BEGIN Excerpted records

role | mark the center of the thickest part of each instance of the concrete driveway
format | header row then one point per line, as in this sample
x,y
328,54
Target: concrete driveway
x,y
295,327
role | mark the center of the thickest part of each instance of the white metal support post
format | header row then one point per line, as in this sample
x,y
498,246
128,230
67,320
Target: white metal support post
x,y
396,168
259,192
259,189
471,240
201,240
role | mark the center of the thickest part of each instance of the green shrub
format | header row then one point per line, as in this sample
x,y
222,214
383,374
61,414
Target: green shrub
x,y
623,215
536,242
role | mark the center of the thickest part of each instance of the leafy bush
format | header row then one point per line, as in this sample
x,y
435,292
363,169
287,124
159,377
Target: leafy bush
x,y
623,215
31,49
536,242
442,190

END Excerpted records

Only lines holding "thickest" are wanted; copy all of them from the listing.

role | mark the center of the thickest part of each instance of the concrete driveway
role | mark the center of the thickest part of each instance of the white metal support post
role | mark the center of the thickest part of each instance of the green shrub
role | mark the center of the thickest part of each instance of the leafy bush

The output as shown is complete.